### ФРАГМЕНТ ТЕКСТА
╭──
Однажды мы с приятелем зашли на Сенной рынок, чтобы извлечь оттуда судака, поскольку приятель, отъявленный удильщик, натягал из Невы ершей и плотвы, а финальной, серьёзной рыбины для строительства ухи местные духи ему не послали. А в холодильнике уже заморожена бутылка хлебного… Словом, без судака никак.
Направляясь от рыбного прилавка с добычей к выходу, мы очутились у вещевых рядов и за стеклом одного из киосков увидели надпись фломастером на картонке: «Рука головы массажир», а под ней – закреплённую на деревянной ручке проволочную конструкцию, назначение которой постигнуть было непросто.
Приятеля моего – рыбака по призванию, филолога по судьбе – глубоко задели слова на картонке, так что и в процессе приготовления ухи, и после, в процессе застолья, он не мог далеко отойти от темы русского языка и нависшей над ним угрозы. Угрозы, по его мнению, многоликой, коварной, безжалостно-агрессивной. Сленг молодёжных субкультур, сетевой олбанский и падонский, ненужные заимствования, безграмотные кальки с английского, чудовищные рекламные слоганы, уродство рыночных ценников, вторгающаяся в нашу жизнь речь гастарбайтеров…
В принципе я разделял его печаль: язык – наш дом, родной свет его окон, он – наш сад, цветы его и плоды, аромат их. Но о каком языке мы говорим? Языке улицы? Языке газет? Языке чиновников со всеми их «вызовами времени» и «окнами возможностей»? Неловком, но игручем, как глупый щенок, языке постов и комментов? Нет, когда говорим о языке, мы говорим не об этом.
╰──
### ЗАПИСИ НАБОРА ДАННЫХ
╭──
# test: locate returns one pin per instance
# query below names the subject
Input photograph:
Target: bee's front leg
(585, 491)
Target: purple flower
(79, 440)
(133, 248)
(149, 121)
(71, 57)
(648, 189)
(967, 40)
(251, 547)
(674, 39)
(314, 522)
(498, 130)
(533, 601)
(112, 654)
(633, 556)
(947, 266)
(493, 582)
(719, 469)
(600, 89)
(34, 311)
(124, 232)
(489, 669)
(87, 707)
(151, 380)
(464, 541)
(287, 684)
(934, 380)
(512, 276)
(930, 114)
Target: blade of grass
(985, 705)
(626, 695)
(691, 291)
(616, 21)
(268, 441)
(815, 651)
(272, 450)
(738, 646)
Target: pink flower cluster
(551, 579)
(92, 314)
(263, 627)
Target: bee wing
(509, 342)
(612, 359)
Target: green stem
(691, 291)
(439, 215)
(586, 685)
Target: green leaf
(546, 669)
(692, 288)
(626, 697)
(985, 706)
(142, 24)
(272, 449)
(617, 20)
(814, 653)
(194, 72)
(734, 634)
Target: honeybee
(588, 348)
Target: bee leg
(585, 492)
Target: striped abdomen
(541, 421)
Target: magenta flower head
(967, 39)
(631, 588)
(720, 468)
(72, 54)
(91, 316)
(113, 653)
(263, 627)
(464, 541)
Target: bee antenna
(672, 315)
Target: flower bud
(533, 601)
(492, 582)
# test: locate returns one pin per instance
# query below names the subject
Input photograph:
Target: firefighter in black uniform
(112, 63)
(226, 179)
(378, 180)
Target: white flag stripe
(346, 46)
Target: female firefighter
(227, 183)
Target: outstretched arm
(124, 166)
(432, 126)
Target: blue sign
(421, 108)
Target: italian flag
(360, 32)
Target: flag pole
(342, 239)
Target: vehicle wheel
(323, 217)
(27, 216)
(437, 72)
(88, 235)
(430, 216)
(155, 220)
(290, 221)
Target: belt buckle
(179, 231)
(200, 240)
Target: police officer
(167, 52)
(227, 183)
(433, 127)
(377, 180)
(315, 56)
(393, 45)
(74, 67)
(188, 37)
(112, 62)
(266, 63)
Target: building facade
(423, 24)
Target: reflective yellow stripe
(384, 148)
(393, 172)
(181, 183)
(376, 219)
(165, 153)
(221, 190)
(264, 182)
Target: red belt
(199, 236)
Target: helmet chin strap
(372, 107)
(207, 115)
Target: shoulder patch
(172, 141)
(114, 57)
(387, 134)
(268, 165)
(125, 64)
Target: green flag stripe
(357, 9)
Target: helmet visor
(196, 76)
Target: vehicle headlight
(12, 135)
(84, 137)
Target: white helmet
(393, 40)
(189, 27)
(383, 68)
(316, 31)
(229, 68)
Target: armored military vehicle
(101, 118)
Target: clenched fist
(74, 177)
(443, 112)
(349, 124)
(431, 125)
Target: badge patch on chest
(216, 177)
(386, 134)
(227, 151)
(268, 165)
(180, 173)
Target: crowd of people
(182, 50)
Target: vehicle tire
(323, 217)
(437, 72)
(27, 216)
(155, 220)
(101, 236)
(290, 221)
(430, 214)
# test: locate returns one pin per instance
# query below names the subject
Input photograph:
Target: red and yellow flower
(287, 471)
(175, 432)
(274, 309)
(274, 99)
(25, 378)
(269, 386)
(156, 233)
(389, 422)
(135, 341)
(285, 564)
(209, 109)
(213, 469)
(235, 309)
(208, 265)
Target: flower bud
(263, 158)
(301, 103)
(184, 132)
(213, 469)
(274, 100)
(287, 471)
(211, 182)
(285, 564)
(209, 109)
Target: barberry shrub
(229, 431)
╰──
### НАБОР ЗАДАНИЙ
A - С какой целью, согласно фрагменту текста, рассказчик и его приятель зашли на Сенной рынок?
B - Назовите все угрозы русскому языку, которые во фрагменте текста перечисляет приятель рассказчика.
C - Продолжите текст о рыночной надписи и судьбе русского языка, начав сразу после его последнего предложения.

### ОТВЕТЫ К ЗАДАНИЯМ
A - Чтобы добыть судака, серьёзную рыбину для ухи.

B - Сленг молодёжных субкультур; сетевой олбанский и падонский; ненужные заимствования; безграмотные кальки с английского; чудовищные рекламные слоганы; уродство рыночных ценников; вторгающаяся в нашу жизнь речь гастарбайтеров.

C -
Да, сегодня мы, увы, живём уже не в лоне традиции, когда сын поёт с отцом одни песни, а дед им подпевает. Хотя некоторые ещё поют. Здесь есть печаль, но нет трагедии. И не вчера это началось. Пётр раскрашивал русский язык немецкими и голландскими румянами. Аристократические салоны рокотали бархатной романской фонетикой. Городские вывески конца XIX – начала XX веков пестрели латиницей. И что? Реформа орфографии слизнула некоторые нюансы на письме, но не иссушила суть. Новояз двадцатых годов прошлого века – ау, где ты? Молодёжный сленг сменяется примерно каждые пять лет, стирая предшественника практически без следа. Полуграмотные речи партийных бонз и тогда и теперь тешат наше природное чувство юмора. «Базар по понятиям» девяностых сегодня – лингвистический материал для речевых характеристик литературных и киноперсонажей. Да, нам трудно понять с первого предъявления Аввакума, но мы легко понимаем Ломоносова. Не первое столетие язык то обрастает чепухой, то сбрасывает с себя хлам, при этом теряя что-то и приобретая – но понемногу, не спеша. Просто язык наш всё ещё молод, он шалит, он растёт. Порой, бывает, заиграется, однако заумь футуристов – не повод для скорби.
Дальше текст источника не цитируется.